_Goal_.
Extend the football match report on Scotland's defeat, beginning after its final sentence.

_Selected passage_.
Though Caldwell should have trodden more carefully with Carew, it was the official who showed a lack of common sense. “Hamer by name, homer by nature,” screamed the Scottish support, and their misfortune doubled when Riise’s subsequent free-kick deflected off Scott Brown and beyond the reach of David Marshall. Olsen said: “I wasn’t happy playing against 10 men at nil-nil but when the free-kick went in it changed everything. It gave us a huge advantage and the match was decided before half-time.”
Scotland’s task may have been arduous but their response was calamitous. Riise helped secure the points on the stroke of half-time with a glorious pass that resulted in his brother, Fulham’s Bjorn Helge Riise, setting up Pedersen for a second. Game over.
Carew created the third goal when he shrugged aside Alan Hutton and struck a shot against both posts. Erik Huseklepp converted the rebound. The centre-forward then had a legitimate goal disallowed when he poked Pedersen’s cross a yard over the line, via the bar, only for the assistant referee to rule otherwise. The Blackburn midfielder completed the rout with a 90th-minute free-kick.

_Data entries_.
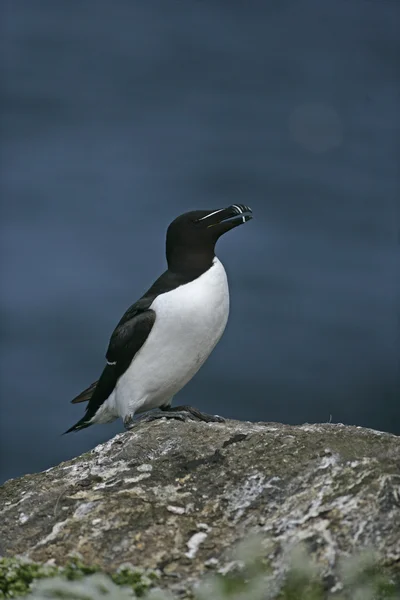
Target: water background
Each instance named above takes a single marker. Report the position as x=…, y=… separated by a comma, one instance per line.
x=118, y=116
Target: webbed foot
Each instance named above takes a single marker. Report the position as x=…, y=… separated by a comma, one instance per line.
x=194, y=414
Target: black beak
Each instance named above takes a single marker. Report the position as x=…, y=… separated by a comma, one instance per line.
x=237, y=213
x=234, y=215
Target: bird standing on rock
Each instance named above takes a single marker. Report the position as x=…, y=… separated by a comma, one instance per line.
x=164, y=338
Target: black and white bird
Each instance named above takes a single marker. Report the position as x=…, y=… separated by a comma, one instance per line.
x=164, y=338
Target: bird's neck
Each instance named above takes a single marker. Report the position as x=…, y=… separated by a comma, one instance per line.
x=193, y=263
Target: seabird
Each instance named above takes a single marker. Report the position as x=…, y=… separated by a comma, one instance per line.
x=165, y=337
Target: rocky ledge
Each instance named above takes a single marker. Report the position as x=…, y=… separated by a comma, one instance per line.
x=177, y=497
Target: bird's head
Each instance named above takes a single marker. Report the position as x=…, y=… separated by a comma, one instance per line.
x=191, y=237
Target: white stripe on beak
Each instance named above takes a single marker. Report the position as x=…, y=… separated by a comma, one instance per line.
x=211, y=214
x=239, y=211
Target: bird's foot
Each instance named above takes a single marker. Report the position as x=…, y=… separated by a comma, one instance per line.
x=129, y=422
x=193, y=414
x=154, y=415
x=182, y=413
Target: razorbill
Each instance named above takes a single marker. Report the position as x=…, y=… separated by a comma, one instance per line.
x=164, y=338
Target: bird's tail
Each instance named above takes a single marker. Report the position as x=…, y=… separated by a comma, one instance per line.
x=81, y=424
x=86, y=394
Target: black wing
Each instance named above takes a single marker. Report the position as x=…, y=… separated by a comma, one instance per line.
x=127, y=339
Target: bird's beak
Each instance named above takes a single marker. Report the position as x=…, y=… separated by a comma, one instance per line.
x=235, y=214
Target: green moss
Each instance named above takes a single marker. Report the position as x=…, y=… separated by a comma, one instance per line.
x=17, y=575
x=362, y=576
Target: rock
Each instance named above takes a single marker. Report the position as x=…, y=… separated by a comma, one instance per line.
x=177, y=497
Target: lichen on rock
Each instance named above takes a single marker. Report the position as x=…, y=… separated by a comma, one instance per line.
x=176, y=498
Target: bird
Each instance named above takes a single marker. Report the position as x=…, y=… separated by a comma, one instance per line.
x=164, y=338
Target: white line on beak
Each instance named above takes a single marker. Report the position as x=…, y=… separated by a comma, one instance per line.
x=211, y=214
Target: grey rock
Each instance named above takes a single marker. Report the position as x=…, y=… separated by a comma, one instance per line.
x=177, y=497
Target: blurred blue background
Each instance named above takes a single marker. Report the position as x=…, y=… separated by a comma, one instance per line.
x=118, y=116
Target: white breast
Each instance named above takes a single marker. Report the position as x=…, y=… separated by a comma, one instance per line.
x=189, y=322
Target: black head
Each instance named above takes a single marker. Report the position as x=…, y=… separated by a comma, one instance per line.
x=191, y=237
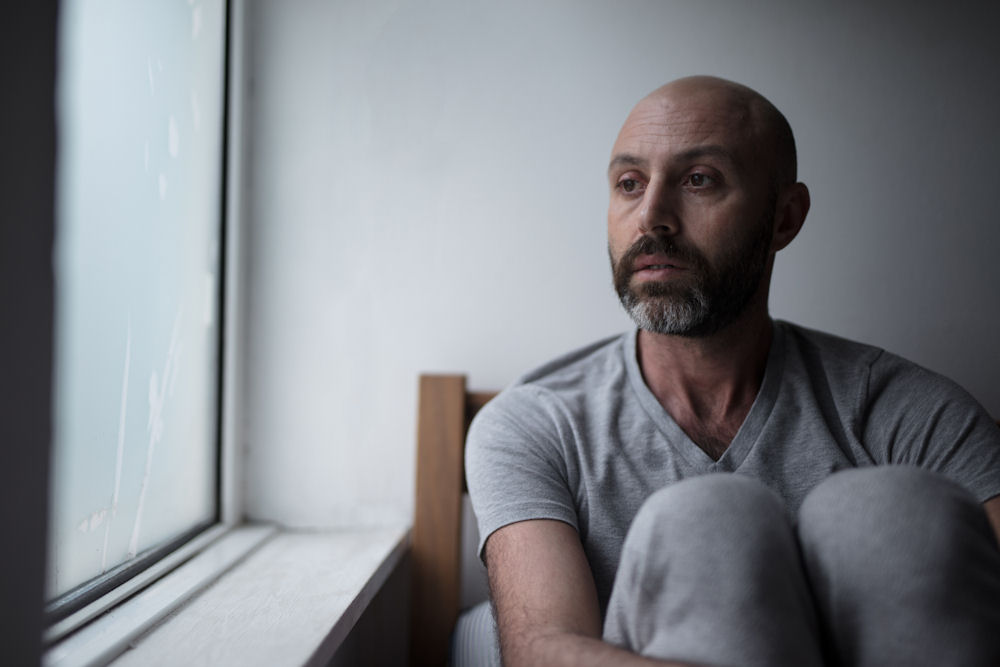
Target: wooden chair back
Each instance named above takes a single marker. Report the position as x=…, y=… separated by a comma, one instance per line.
x=445, y=409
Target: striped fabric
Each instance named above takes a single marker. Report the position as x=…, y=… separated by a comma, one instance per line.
x=474, y=641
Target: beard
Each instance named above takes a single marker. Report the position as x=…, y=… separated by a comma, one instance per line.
x=704, y=300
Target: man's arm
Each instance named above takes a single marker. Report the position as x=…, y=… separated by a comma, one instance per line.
x=546, y=603
x=992, y=507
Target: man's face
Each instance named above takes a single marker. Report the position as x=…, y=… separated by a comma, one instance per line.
x=690, y=214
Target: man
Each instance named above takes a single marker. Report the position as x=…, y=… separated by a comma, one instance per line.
x=782, y=560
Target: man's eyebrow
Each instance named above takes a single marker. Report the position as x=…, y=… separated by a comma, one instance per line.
x=709, y=150
x=625, y=160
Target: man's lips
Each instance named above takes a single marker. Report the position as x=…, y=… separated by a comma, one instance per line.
x=651, y=263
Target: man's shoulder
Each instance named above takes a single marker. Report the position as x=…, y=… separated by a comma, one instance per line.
x=581, y=366
x=561, y=386
x=831, y=348
x=861, y=365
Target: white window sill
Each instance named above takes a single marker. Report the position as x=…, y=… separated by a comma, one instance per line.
x=292, y=601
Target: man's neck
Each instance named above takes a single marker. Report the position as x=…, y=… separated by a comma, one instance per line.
x=708, y=384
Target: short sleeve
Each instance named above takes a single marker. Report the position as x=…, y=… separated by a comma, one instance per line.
x=915, y=416
x=514, y=463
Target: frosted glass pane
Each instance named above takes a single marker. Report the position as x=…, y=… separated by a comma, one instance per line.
x=137, y=260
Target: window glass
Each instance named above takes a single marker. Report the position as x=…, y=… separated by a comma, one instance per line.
x=138, y=270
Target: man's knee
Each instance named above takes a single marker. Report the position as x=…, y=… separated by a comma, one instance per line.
x=904, y=568
x=710, y=513
x=867, y=512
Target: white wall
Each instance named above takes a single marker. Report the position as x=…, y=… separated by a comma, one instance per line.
x=427, y=193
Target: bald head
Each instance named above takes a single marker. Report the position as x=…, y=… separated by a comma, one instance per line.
x=771, y=141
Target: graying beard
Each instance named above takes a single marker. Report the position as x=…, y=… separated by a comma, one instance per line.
x=673, y=317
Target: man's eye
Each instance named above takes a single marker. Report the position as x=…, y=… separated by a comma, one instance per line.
x=699, y=180
x=629, y=185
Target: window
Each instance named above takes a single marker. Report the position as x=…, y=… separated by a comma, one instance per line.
x=138, y=265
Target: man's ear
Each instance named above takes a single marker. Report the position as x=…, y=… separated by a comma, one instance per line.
x=789, y=214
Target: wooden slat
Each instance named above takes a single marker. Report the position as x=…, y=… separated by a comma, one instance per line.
x=437, y=517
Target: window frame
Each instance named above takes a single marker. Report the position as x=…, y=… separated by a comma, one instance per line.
x=101, y=617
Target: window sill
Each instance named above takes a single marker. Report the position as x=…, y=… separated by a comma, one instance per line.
x=292, y=601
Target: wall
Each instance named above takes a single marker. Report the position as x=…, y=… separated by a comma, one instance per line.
x=27, y=168
x=427, y=194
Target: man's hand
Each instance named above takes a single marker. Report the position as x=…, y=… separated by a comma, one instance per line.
x=546, y=603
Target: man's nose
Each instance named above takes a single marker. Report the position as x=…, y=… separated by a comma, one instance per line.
x=658, y=213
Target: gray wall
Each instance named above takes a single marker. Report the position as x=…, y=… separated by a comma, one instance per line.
x=27, y=167
x=427, y=193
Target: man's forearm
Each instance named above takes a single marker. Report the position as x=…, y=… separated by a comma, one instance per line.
x=557, y=650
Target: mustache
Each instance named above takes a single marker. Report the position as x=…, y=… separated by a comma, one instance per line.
x=657, y=245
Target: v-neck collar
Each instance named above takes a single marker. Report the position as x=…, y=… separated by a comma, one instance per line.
x=749, y=430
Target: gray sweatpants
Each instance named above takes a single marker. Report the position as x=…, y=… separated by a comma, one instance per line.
x=881, y=566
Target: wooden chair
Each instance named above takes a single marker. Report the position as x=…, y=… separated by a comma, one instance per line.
x=445, y=408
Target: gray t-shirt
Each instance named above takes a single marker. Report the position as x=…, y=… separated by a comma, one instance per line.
x=584, y=441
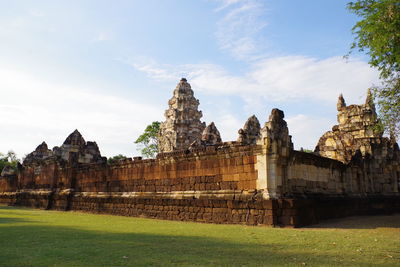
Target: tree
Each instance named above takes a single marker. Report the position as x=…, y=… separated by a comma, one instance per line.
x=9, y=159
x=378, y=35
x=115, y=159
x=148, y=141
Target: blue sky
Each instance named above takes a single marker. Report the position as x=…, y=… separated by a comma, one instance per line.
x=108, y=68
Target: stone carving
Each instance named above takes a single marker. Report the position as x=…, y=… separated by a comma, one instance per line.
x=182, y=126
x=41, y=152
x=250, y=132
x=73, y=145
x=356, y=131
x=86, y=152
x=276, y=129
x=211, y=135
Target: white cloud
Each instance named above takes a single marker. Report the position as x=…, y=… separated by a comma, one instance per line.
x=103, y=36
x=238, y=29
x=290, y=78
x=34, y=110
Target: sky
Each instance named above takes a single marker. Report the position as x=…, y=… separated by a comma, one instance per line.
x=108, y=68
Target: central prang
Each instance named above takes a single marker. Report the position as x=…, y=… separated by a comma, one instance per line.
x=182, y=126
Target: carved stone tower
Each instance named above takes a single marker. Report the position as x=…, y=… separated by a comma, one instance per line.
x=182, y=126
x=355, y=131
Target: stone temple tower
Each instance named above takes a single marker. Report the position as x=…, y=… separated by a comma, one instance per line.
x=182, y=126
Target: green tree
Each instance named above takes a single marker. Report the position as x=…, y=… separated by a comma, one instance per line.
x=8, y=159
x=377, y=34
x=115, y=159
x=148, y=141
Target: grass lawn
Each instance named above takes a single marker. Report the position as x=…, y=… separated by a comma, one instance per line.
x=50, y=238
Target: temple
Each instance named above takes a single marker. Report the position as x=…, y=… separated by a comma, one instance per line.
x=258, y=179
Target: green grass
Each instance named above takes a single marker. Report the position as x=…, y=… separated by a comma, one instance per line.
x=50, y=238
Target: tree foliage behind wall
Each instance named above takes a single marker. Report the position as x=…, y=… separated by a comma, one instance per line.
x=8, y=159
x=148, y=141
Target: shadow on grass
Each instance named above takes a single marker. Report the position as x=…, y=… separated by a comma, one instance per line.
x=41, y=245
x=12, y=220
x=361, y=222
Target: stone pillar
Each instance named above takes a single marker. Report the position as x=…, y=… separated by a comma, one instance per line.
x=276, y=145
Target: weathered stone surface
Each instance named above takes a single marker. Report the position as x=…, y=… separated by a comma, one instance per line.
x=211, y=135
x=276, y=129
x=250, y=132
x=231, y=182
x=356, y=131
x=182, y=126
x=40, y=153
x=76, y=146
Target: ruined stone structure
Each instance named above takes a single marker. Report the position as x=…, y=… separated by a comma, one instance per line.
x=182, y=126
x=250, y=132
x=258, y=179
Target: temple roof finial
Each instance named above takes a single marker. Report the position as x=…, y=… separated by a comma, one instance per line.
x=341, y=103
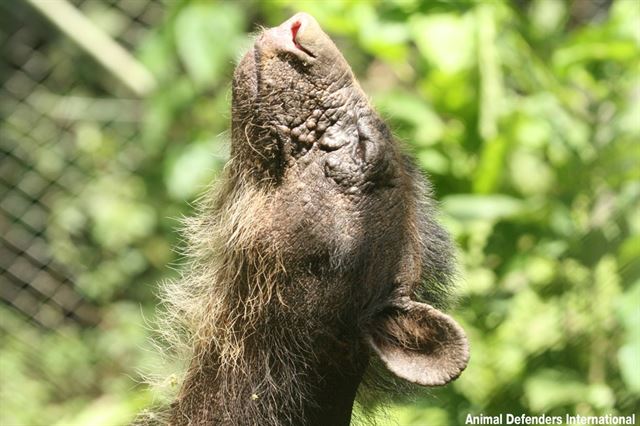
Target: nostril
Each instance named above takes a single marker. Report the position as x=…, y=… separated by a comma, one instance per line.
x=295, y=27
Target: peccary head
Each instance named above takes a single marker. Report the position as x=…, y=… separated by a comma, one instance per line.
x=350, y=203
x=319, y=250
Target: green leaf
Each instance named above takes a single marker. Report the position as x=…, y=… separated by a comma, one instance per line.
x=208, y=36
x=482, y=207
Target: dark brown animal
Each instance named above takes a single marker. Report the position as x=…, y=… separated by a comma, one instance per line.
x=318, y=251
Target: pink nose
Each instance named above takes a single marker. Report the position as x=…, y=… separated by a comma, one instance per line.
x=288, y=36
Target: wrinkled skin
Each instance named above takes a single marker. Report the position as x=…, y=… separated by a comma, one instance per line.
x=365, y=265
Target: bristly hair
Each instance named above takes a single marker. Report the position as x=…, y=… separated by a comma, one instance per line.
x=215, y=312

_Response for this exercise_.
Having lost Caldwell junior, Burley then saw Caldwell senior, Steven, suffer a groin strain and a third centre-half, the substitute Christophe Berra, suffer a hamstring injury. “It is a devastating result to concede four when we came here looking to cement our position in second, but it is still in our own hands,” Burley said.
Guardian Service
NORWAY:Knudsen, Hogli, Waehler, Hangeland, John Arne Riise, Bjorn Helge Riise (Skjelbred 84), Grindheim, Pedersen, Hoseth, Carew (Helstad 84), Huseklepp (Iversen 76). Subs not used: Jarstein, Reginiussen, Winsnes, Brenne. Booked: Carew, Hoseth, John Arne Riise.
SCOTLAND:Marshall, Hutton, Davidson, Steven Caldwell (McFadden 48), Gary Caldwell, Graham Alexander, Darren Fletcher, Commons, Brown, Miller, McCormack (Berra 37), Berra (Whittaker 78). Subs not used: Neil Alexander, Hartley, Maloney, Steven Fletcher. Booked: Gary Caldwell, Steven Caldwell.
Referee:Alain Hamar (Luxembourg).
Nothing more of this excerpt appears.